The consumer discretionary sector has been a good place to hide out lately.
The XLY Consumer Discretionary Sector SPDR ETF, which tracks the sector, is outperforming the S&P 500 so far this year, and has surged nearly 40% from its March 18 low.
While the XLY has slipped a bit this week, consumers are still spending online with names like Amazon (NASDAQ: AMZN) amid the coronavirus pandemic and one expert says now’s the time to bet on the space.
“We want to be overweight consumer discretionary,” said Laffer Tengler Investments chief investment officer, Nancy Tengler.
Tengler says her greatest worry for the XLY right now is tied to Amazon’s weighting on the ETF as the e-commerce giant is its largest holding.
“We think Amazon has run quite substantially, obviously, and is going to have continued margin pressures,” Tengler said. “The business is growing, but it’s in the lowest-margin portion of the business where they’ve seen the most resilient growth during the shutdown.”
However, aside from Amazon, Tengler says some of the XLY’s other holdings look attractive right now, and said that her firm recently added “substantially to our cyclical growth exposure in the space.”
“We were adding positions like T.J. Maxx (NYSE: TJX), and Target (NYSE: TGT),” Tengler said. “We initiated a position in Chipotle (NYSE: CMG), which is not a big portion of the XLY, but it’s run quite dramatically from where we added it. And then the sort of normal suspects like Home Depot (NYSE: HD) and Starbucks (NASDAQ: SBUX) were already large holdings for us and we added to them… for very different reasons, but with the same end result, we believe, coming out of this.”
Jefferies analysts Janine Stichter, Randal Konik, and Jonathan Matuszewski said in a recent note that TJX is likely to be a big winner in a post-COVID-19 world.
“We see the weakened economic backdrop as an accelerant for TJX’s international business,” the Jefferies analysts wrote. “TJX is the only major apparel/home off-price player in Europe, and the off-price segment is earlier in its adoption abroad relative to the U.S. International comps have outpaced the U.S. for the last four quarters driven in part by Brexit uncertainty in the U.K.”
“We see defensive names with a proven track record during economic downturns as likely to garner a premium to peers and history during the medium term as visibility remains limited,” the analysts added.
One thing Tengler is watching for are those names in the space that are seeing a growth in online orders and will benefit from improving technology.

Stored dataset items
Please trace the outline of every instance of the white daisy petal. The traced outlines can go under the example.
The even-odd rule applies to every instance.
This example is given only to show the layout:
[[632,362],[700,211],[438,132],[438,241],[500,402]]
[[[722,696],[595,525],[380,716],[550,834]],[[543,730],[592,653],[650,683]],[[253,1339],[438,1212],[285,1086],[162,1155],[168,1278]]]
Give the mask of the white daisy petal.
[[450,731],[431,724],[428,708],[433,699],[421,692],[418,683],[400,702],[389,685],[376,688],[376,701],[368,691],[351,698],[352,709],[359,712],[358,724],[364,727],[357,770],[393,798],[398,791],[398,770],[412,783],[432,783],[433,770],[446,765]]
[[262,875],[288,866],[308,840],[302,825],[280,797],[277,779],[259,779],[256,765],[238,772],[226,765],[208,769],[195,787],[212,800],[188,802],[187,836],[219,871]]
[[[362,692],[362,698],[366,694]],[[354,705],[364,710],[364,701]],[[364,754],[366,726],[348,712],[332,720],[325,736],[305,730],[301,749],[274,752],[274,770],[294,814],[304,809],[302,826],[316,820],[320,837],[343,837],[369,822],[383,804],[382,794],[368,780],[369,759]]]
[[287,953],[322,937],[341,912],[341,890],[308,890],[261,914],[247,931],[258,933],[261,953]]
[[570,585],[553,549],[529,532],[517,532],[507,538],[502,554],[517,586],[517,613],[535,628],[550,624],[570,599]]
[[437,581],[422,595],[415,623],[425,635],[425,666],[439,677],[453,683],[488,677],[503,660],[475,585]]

* _WHAT YOU NEED TO DO_
(1) Answer these questions using the article on the consumer discretionary sector, with one answer per line marked to match:
(a) By about how much has the XLY risen from its March 18 low?
(b) What position does Nancy Tengler hold at Laffer Tengler Investments?
(c) According to the Jefferies analysts, what distinction does TJX hold in Europe?
(2) Extend the article on the consumer discretionary sector, beginning after its final sentence.

* _OUTPUTS FOR THE TASKS_
(1)
(a) Nearly 40%.
(b) Chief investment officer.
(c) It is the only major apparel/home off-price player in Europe.

(2)
“I think Home Depot has shown dramatic growth online as has Walmart (NYSE: WMT), though it’s a consumer staple because of the grocery business. They’ve been growing quite substantially,” Tengler continued. “Ulta (NASDAQ: ULTA) is a name that we also added recently and their online growth has been 10-30%. So, we like all of those names. We’re looking for the winners that benefit from technology—McDonald’s (NYSE: MCD) would be another one—and can in fact grow in the face of people sort of staying away from stores.”
JPMorgan analyst Christoper Horvers recently rated Ulta an Outperform and boosted his price target on the beauty retailer to $269 – nearly 38% higher than the current price.
“Based on how quickly the beauty business rebounded in China, we believe ULTA could see some of the strongest pent-up demand once stores reopen with ULTA best positioned to capture share,” Horvers said.
Miller Tabak chief market strategist Matt Maley agreed with Tengler that home improvement stocks like Home Depot are a good bet now. Maley added that, looking at the technical picture, if the XLY can break above its 200-day moving average at $118.24 as of Thursday’s close, the consumer discretionary ETF could make a big move higher.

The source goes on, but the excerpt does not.